>> Start MATERIAL PROVIDED

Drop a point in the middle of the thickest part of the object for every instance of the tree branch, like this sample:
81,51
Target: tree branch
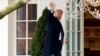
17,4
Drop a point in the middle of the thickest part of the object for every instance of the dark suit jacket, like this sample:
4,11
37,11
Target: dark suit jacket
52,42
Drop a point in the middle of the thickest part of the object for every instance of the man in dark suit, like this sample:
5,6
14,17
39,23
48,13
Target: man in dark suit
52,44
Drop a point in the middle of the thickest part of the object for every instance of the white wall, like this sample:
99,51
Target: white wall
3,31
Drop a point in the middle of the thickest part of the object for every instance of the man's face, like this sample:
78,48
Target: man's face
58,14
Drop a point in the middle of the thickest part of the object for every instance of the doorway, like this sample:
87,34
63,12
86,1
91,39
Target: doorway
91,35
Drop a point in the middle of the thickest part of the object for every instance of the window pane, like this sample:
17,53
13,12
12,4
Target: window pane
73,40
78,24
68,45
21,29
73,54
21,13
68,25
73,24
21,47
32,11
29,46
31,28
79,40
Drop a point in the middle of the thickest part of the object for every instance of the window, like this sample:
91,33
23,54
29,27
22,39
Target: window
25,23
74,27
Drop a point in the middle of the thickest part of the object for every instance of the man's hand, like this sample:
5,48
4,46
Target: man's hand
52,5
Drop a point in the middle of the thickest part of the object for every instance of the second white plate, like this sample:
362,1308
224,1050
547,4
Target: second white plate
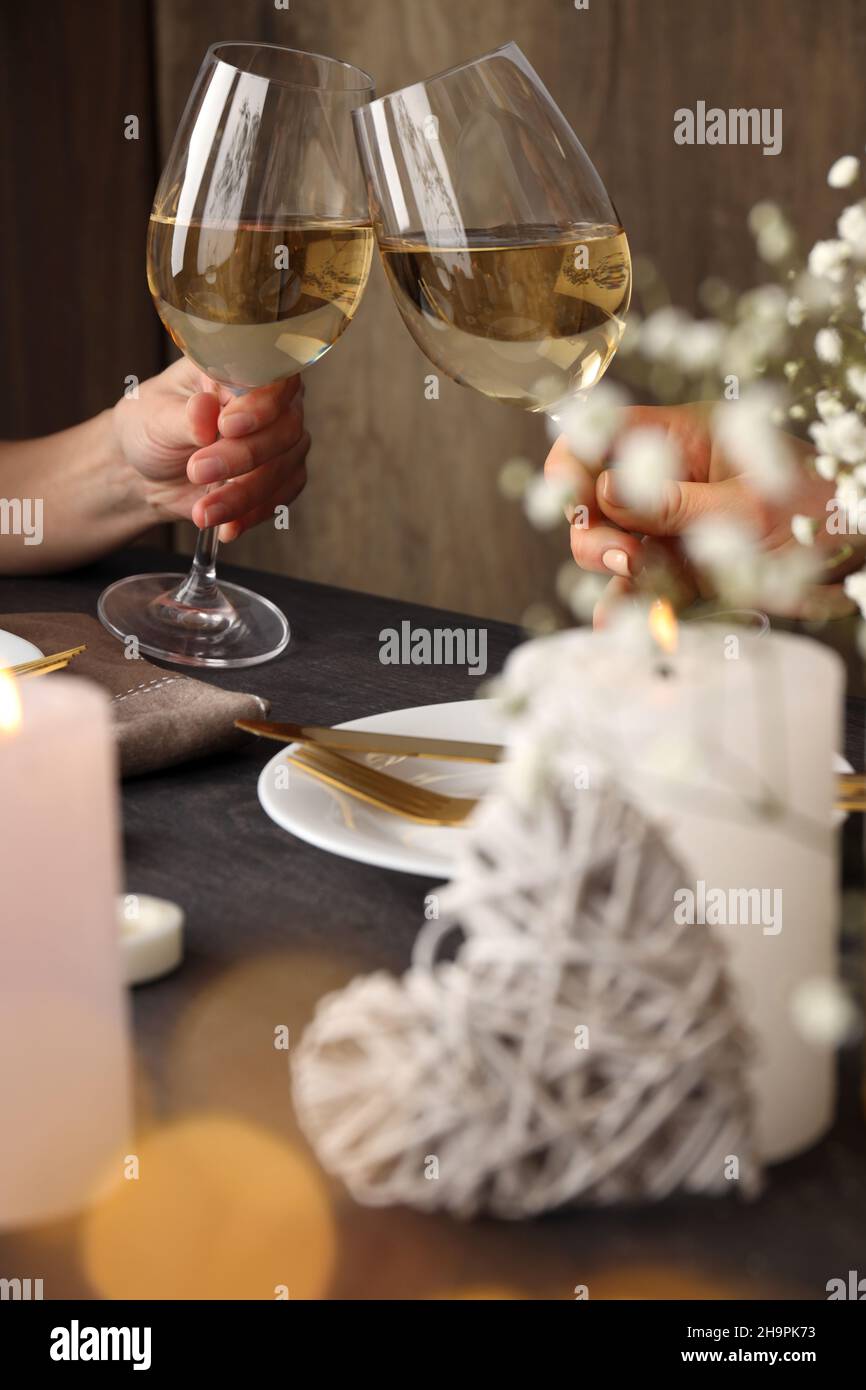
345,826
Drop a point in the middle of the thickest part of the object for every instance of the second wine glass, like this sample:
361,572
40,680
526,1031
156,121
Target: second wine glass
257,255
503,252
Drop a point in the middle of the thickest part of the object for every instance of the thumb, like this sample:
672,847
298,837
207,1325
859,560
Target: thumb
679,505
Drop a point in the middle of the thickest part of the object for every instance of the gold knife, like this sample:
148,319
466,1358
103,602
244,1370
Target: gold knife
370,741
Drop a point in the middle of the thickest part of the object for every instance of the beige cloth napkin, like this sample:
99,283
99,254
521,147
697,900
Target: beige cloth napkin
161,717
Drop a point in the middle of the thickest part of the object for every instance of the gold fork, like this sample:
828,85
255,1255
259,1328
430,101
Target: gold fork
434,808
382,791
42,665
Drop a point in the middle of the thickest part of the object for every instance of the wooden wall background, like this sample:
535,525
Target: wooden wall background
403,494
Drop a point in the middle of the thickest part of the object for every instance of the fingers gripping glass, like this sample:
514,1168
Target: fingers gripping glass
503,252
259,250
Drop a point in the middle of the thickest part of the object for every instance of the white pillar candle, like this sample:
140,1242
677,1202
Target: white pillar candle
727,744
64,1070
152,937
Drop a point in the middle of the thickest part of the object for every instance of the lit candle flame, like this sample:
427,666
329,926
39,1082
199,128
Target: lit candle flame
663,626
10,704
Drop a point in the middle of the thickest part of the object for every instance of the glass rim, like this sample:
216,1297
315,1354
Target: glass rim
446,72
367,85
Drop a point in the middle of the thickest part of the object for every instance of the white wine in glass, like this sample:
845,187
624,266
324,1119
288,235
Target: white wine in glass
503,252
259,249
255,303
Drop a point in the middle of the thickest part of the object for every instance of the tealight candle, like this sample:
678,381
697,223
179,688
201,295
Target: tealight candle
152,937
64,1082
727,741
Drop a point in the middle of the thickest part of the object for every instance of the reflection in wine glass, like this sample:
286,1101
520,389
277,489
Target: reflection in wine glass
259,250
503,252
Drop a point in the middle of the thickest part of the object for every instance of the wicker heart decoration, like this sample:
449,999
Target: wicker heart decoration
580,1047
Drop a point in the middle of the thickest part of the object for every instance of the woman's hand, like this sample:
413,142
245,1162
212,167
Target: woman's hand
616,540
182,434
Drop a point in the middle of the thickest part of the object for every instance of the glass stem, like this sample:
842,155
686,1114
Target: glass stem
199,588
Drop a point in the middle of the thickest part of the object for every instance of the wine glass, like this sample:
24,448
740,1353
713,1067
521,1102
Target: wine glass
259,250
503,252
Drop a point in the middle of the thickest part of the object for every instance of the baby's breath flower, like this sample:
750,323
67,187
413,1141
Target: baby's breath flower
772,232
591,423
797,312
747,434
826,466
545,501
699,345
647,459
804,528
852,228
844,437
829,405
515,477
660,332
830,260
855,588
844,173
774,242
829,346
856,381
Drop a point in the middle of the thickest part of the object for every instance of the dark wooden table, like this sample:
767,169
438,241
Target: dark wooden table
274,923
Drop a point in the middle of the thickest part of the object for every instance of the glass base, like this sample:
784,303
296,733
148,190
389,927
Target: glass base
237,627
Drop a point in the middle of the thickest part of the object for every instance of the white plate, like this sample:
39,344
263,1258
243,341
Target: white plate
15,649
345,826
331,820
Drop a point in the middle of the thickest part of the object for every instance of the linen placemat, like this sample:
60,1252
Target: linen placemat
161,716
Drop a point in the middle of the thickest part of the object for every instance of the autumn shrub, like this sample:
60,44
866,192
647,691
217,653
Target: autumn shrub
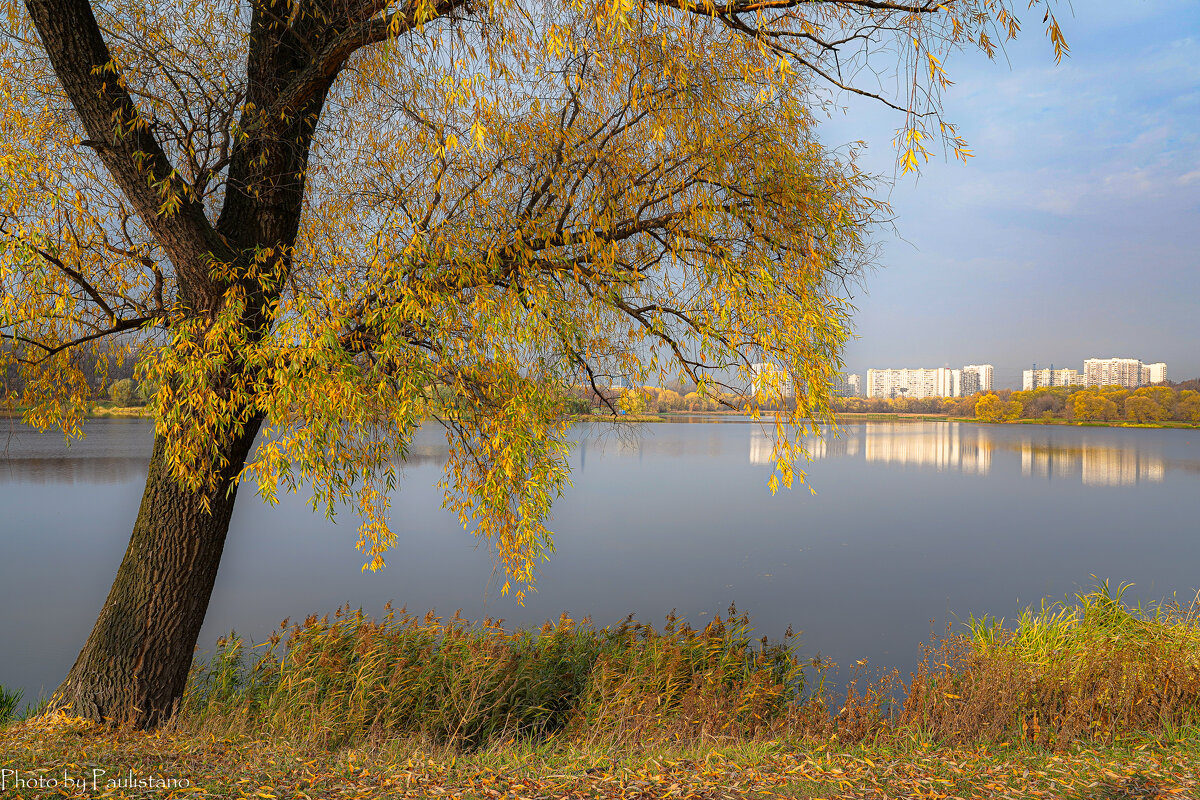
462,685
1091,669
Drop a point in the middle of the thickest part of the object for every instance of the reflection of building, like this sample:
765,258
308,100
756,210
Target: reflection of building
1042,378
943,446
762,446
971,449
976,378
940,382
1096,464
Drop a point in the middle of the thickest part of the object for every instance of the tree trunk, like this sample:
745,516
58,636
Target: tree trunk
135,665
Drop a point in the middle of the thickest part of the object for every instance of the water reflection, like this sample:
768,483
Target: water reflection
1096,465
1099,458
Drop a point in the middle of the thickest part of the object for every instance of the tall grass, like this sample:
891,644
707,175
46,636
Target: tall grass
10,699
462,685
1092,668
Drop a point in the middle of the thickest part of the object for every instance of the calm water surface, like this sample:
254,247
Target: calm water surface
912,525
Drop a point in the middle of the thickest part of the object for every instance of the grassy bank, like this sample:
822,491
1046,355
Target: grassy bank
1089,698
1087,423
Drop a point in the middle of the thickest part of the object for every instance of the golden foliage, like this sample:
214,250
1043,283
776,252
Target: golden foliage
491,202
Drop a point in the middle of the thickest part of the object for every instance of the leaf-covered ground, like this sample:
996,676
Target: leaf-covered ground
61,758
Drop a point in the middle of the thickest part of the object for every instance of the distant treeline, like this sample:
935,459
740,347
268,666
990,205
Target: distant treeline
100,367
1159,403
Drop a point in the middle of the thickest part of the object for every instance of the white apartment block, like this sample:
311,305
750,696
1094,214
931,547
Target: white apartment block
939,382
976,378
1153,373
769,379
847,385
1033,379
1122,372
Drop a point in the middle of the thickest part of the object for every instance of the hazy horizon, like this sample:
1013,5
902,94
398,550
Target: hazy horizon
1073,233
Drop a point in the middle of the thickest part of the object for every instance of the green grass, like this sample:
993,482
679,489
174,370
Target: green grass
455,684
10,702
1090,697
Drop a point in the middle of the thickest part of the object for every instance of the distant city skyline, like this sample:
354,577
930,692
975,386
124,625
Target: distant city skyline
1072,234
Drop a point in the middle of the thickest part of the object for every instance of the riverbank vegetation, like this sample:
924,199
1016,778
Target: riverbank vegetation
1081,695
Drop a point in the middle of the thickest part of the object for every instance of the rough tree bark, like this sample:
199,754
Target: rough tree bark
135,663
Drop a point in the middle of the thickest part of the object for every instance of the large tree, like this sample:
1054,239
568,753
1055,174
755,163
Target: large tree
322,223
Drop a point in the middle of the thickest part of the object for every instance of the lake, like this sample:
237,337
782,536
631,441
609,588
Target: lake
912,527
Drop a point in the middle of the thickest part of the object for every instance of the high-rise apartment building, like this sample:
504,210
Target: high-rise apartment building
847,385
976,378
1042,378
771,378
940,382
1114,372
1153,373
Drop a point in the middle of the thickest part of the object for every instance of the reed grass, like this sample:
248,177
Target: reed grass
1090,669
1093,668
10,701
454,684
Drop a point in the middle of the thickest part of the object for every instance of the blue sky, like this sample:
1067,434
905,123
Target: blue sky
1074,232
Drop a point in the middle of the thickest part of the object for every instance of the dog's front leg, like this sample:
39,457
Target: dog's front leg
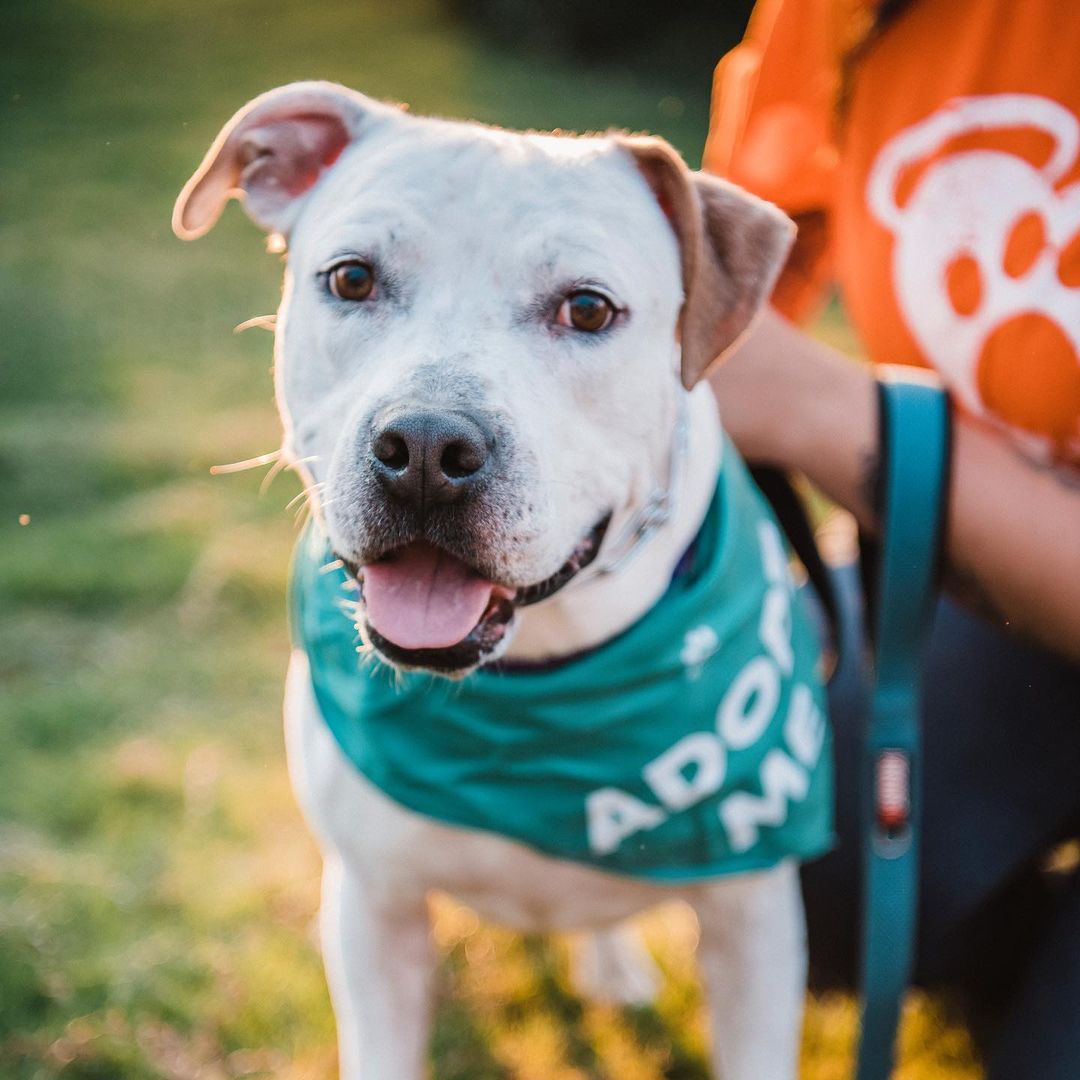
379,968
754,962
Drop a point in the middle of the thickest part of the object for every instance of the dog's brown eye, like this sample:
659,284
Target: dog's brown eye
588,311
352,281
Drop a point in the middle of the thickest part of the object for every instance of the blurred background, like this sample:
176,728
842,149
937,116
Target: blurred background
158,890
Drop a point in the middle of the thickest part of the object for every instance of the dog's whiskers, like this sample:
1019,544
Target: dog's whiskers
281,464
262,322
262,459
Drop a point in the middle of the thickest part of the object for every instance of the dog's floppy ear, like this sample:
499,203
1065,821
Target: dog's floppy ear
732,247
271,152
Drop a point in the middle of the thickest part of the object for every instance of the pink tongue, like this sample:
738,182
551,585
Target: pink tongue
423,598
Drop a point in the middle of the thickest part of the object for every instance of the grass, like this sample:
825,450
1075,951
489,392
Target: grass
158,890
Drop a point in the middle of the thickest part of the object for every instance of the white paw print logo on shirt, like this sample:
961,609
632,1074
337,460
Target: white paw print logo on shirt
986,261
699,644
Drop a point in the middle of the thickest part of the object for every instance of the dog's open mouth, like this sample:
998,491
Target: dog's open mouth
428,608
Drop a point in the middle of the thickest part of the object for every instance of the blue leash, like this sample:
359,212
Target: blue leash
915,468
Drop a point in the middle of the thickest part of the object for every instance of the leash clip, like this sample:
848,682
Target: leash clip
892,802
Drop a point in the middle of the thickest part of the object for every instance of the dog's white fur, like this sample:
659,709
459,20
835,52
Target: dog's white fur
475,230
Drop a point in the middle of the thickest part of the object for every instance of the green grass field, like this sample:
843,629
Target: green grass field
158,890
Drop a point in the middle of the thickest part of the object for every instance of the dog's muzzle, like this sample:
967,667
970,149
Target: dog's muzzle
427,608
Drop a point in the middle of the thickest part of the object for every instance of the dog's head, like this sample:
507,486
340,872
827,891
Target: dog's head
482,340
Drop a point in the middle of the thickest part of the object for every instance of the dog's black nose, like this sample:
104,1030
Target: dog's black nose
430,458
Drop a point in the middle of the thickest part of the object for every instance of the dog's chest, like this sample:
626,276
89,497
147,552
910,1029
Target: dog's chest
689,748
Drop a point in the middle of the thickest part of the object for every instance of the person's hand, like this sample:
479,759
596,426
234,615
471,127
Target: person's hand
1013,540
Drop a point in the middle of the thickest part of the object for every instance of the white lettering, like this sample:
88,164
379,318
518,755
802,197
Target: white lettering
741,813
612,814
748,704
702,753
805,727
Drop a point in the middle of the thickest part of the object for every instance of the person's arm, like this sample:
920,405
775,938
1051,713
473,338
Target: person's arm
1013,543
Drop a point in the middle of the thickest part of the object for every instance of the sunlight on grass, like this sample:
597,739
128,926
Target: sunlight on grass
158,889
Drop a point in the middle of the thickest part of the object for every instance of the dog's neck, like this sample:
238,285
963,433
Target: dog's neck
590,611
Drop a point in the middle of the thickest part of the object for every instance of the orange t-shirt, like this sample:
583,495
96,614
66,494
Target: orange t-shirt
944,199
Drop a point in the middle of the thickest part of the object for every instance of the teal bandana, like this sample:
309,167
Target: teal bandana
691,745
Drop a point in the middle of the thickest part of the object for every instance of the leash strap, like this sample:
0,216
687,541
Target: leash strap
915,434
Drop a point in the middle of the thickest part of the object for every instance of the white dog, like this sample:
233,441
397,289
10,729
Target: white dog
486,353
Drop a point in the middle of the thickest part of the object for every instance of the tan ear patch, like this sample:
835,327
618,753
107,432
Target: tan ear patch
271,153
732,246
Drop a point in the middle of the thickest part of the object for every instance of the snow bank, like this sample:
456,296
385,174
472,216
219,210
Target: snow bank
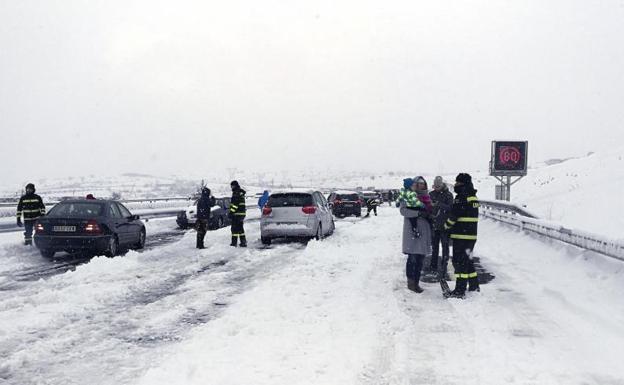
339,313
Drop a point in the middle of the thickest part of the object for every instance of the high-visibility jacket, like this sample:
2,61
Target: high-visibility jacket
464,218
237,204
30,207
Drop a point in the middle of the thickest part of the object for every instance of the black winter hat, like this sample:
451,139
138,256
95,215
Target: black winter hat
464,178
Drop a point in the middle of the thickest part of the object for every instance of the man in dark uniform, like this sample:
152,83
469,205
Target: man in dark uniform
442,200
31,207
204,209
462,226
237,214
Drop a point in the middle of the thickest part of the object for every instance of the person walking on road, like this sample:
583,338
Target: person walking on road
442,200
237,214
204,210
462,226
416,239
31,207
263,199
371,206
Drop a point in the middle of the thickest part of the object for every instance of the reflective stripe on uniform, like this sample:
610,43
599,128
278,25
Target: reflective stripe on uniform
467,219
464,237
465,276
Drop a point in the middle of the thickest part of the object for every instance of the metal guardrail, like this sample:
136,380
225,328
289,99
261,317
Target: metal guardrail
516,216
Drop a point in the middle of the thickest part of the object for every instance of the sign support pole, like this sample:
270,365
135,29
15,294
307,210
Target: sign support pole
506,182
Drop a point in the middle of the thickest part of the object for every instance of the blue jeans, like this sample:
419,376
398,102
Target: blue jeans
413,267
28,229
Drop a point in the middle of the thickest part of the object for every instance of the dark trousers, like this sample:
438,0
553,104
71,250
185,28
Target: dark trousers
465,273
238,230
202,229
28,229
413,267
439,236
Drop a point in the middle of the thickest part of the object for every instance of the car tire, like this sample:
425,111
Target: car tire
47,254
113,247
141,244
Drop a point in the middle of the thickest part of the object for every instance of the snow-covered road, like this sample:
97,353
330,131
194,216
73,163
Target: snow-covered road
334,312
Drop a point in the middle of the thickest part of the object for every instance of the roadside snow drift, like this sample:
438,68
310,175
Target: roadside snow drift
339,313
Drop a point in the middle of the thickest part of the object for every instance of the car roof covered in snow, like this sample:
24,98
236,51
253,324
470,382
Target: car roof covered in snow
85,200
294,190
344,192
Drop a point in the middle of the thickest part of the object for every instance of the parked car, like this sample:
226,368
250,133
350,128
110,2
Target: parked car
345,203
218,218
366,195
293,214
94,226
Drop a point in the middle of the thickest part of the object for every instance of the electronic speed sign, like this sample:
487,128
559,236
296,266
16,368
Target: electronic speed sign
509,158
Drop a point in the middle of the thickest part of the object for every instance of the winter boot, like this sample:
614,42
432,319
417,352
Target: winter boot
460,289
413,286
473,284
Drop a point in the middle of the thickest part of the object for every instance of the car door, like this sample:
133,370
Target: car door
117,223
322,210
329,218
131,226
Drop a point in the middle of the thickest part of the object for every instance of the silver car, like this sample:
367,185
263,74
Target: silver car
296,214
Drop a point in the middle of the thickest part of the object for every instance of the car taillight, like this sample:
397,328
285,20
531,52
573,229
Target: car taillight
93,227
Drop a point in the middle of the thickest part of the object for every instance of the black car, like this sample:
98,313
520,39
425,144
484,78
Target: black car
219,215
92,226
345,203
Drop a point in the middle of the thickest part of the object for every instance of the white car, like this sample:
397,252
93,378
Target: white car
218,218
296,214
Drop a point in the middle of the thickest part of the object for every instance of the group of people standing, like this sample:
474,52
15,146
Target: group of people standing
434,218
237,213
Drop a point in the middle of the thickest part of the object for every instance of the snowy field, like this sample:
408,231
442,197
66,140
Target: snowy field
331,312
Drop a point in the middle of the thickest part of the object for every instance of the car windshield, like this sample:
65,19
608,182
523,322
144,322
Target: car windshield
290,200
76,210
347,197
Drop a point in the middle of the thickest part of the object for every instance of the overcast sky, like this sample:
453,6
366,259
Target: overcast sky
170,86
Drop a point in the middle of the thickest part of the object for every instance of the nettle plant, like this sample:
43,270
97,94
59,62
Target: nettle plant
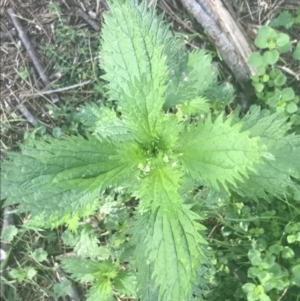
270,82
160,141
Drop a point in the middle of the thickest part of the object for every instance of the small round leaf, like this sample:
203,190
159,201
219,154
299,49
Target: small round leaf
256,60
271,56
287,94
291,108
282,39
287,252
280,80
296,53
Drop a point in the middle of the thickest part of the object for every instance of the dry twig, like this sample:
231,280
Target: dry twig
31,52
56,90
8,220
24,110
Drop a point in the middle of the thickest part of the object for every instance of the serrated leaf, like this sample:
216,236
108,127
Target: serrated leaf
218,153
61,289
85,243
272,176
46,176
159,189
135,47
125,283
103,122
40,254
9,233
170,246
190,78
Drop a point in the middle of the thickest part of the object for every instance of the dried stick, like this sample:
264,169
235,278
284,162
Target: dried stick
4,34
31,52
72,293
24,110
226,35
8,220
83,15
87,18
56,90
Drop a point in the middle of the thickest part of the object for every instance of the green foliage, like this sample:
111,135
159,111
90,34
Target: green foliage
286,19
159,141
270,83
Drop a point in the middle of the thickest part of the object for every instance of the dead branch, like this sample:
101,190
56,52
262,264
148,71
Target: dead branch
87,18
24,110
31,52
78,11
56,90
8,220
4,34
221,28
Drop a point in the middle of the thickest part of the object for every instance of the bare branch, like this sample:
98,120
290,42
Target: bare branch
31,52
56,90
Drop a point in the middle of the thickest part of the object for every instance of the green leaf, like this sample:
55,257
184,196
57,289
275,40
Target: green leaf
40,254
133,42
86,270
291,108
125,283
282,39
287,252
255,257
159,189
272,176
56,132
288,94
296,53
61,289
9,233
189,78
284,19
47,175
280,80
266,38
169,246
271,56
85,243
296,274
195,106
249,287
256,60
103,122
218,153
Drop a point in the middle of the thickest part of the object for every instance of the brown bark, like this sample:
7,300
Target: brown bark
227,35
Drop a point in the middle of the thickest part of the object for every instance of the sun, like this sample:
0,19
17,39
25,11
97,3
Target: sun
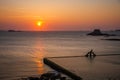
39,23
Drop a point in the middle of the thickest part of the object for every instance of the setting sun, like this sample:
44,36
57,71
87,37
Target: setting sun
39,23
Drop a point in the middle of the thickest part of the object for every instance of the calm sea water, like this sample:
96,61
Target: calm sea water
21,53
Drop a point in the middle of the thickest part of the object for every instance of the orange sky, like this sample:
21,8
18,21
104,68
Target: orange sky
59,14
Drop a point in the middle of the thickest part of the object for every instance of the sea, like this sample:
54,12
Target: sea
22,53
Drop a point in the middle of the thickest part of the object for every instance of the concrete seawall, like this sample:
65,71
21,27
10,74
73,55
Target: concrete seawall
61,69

>> End MATERIAL PROVIDED

TASK BRIEF »
Reproduce word for word every line from the one containing "of the setting" through the last line of the entries.

EXERCISE OUTPUT »
Drop a point in the middle of the thickest part of the object for every instance of the setting sun, like this sample:
44,36
57,71
87,37
Target: setting sun
39,23
Drop a point in the middle of the thickest part of the object for every instance of the calm sea water, like this sample:
96,61
Target: calm sea water
21,53
Drop a point in the middle of the thickest part of the object for every instance of the orange sky, like this sample:
21,8
18,21
104,68
Target: orange sky
59,14
Drop a point in the middle of the thickest part of the object for every instance of the sea, like this sample:
54,12
Target: sea
22,53
Drop a point in the middle of the thickest part of the object for every instance of the concrete seawall, like this sample:
65,71
21,27
10,74
73,55
Target: concrete seawall
61,69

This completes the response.